* [Source data]
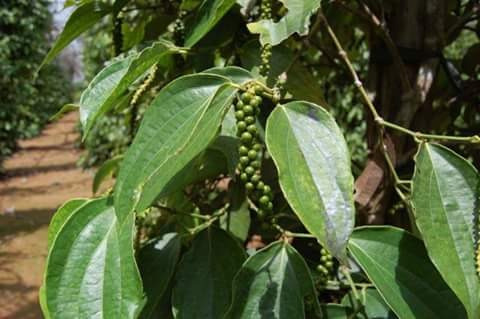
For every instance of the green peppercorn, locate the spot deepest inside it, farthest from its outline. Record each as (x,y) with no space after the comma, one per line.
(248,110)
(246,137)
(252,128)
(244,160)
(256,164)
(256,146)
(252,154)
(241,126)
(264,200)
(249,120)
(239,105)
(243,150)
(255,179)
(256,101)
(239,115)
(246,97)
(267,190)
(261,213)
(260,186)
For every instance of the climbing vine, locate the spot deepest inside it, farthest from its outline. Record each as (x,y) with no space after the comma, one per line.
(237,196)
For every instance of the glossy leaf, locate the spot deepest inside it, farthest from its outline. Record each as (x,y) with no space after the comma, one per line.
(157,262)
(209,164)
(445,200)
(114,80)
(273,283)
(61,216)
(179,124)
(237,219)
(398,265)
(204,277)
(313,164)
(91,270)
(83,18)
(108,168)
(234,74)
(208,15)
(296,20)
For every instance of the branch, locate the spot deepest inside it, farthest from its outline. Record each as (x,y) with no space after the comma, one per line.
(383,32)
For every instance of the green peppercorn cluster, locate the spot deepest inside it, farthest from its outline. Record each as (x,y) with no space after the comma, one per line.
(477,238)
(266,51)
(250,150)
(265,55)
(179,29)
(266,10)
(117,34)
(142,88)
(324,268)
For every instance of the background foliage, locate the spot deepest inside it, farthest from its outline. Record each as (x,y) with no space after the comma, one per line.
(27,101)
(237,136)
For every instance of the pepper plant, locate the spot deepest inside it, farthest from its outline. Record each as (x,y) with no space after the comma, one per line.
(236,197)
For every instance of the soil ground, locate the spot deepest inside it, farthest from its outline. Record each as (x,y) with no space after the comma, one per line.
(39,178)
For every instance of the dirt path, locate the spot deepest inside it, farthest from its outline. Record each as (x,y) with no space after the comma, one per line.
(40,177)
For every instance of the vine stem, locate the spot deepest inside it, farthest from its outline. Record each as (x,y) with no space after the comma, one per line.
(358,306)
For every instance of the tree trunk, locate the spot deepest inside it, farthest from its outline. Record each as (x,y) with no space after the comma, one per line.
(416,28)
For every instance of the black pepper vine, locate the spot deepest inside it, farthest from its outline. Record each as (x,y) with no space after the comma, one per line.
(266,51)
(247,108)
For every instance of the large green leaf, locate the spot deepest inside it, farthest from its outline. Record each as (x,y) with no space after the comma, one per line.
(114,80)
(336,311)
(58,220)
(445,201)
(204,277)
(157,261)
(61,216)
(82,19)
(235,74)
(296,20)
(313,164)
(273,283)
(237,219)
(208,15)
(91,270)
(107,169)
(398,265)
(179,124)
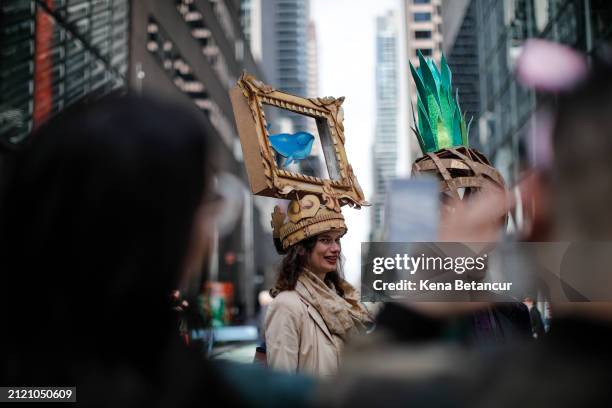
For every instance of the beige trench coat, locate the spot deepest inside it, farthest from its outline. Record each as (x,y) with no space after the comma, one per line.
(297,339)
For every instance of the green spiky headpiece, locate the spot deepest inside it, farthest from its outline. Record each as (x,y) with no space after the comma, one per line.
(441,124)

---

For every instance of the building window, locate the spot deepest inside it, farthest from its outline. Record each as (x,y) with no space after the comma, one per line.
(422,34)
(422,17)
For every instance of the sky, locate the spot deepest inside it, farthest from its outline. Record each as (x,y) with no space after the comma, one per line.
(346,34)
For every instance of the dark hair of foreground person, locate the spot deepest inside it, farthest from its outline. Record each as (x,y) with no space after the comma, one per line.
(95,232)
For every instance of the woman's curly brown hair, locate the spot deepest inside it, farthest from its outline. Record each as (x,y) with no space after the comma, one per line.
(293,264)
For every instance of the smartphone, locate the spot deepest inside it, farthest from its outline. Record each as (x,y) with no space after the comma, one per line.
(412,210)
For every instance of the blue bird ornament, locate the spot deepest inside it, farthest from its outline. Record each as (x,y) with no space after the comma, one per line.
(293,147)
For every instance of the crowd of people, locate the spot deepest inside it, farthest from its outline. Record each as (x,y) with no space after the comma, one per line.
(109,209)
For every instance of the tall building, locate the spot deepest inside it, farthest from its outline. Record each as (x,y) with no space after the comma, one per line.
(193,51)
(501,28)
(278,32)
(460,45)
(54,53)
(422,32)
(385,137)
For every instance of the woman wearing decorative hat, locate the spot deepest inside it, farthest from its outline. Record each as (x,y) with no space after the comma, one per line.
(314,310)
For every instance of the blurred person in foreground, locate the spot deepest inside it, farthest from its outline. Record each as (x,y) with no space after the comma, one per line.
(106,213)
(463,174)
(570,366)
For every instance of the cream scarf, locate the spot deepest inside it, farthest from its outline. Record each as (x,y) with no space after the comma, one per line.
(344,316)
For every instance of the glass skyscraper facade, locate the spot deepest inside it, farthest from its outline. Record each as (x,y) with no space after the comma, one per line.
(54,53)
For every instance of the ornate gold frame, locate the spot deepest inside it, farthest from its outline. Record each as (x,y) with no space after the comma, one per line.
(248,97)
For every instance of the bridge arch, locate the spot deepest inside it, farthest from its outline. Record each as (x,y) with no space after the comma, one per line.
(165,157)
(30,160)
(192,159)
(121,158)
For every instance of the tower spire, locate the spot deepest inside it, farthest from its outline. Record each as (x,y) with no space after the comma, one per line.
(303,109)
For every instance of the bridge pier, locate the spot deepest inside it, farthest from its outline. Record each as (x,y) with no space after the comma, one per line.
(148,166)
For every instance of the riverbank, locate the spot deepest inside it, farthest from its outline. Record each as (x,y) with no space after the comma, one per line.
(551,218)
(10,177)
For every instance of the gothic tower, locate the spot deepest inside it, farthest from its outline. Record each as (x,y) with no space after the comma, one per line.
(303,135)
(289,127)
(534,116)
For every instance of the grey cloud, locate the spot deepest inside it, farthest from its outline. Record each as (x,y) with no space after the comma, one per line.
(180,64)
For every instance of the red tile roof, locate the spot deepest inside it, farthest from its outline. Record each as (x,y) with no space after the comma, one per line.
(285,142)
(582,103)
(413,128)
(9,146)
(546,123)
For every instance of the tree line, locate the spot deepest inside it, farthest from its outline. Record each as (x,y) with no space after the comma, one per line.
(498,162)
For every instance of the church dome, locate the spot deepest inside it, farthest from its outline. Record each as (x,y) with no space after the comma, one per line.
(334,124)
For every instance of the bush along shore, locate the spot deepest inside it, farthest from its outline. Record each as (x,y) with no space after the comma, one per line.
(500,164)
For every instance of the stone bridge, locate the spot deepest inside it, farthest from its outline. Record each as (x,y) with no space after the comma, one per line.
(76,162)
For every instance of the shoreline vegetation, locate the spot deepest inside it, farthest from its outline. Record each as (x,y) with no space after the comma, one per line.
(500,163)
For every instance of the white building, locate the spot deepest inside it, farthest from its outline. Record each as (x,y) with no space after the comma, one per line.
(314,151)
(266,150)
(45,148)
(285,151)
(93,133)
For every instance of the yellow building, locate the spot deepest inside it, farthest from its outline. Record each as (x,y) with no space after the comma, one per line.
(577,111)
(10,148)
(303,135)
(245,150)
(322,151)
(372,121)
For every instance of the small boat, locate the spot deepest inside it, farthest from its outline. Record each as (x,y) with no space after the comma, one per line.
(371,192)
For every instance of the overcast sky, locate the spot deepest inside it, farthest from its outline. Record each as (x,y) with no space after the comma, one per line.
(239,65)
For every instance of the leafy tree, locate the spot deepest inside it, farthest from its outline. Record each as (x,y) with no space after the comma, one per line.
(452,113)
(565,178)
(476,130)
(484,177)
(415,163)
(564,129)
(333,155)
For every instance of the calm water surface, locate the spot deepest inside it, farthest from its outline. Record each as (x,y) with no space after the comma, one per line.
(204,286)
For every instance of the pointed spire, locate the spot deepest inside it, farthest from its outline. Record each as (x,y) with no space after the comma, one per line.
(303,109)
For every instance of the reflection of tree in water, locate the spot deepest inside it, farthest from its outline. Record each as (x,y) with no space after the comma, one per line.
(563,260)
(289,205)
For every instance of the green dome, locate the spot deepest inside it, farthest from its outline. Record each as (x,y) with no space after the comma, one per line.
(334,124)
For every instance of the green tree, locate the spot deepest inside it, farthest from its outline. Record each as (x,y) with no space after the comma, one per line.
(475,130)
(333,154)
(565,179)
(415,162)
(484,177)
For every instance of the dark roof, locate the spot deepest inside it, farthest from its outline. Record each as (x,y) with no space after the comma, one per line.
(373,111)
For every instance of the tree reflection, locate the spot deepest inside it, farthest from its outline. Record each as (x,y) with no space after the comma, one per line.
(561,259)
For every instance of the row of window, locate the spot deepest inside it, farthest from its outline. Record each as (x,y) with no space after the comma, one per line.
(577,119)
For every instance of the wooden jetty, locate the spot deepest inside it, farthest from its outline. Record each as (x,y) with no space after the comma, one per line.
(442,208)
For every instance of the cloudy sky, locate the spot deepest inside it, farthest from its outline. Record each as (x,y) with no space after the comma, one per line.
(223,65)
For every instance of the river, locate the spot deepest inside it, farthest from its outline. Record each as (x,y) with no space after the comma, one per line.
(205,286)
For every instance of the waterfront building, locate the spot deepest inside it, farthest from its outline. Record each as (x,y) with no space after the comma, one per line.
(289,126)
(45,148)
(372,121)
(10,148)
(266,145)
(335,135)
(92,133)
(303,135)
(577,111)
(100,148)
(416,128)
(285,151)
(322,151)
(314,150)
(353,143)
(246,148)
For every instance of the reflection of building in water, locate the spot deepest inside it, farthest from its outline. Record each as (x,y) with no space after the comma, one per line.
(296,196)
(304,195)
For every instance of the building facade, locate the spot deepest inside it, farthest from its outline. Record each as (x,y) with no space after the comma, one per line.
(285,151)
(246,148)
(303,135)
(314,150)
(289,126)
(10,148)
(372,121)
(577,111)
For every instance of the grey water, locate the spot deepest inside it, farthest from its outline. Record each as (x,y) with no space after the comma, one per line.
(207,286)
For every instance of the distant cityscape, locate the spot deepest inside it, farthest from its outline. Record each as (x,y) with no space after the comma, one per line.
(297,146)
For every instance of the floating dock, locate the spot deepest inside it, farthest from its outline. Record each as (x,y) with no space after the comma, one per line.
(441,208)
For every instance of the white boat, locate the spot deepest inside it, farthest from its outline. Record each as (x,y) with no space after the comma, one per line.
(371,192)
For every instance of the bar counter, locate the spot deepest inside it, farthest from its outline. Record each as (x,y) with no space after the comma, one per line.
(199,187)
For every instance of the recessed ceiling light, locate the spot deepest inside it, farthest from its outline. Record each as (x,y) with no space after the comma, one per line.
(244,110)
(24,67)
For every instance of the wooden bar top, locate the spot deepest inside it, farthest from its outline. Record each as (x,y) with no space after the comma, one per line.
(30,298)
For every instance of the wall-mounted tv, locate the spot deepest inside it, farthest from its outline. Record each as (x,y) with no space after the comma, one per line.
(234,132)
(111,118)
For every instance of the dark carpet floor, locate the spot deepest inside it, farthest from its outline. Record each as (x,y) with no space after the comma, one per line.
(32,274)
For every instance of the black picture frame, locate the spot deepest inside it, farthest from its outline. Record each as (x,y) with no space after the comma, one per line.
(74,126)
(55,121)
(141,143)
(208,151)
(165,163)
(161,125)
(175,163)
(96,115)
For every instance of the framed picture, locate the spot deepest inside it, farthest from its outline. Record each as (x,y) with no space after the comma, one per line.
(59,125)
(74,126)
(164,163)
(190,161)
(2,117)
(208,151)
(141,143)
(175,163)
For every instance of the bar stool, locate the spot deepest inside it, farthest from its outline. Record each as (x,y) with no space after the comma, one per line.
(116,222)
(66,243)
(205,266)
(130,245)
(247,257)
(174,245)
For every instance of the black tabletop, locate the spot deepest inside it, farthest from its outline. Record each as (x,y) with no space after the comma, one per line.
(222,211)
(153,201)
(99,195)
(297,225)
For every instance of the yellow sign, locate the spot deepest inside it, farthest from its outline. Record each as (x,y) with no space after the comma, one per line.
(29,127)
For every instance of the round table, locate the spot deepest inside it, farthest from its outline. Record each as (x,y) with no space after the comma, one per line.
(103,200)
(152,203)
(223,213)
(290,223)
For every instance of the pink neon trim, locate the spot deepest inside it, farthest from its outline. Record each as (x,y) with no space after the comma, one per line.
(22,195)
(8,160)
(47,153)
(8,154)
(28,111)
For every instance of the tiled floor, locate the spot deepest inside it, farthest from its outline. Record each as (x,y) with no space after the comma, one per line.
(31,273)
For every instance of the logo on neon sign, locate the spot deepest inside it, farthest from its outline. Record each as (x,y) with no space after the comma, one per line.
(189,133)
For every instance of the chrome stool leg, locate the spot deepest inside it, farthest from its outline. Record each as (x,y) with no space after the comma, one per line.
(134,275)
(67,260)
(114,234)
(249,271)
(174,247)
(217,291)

* [What is needed]
Report each line of the data above that contains the word "hair", giving every such line in full.

* [Result below]
For every instance of the dark hair of foreground person, locate the spot deepest inside it, farthest from its outline. Record each as (x,y) with no space after the comma, one per line.
For every instance of the woman's curly brown hair, locate the spot deepest inside it, farthest from its outline. Record each as (x,y) with no space after the comma, one per line.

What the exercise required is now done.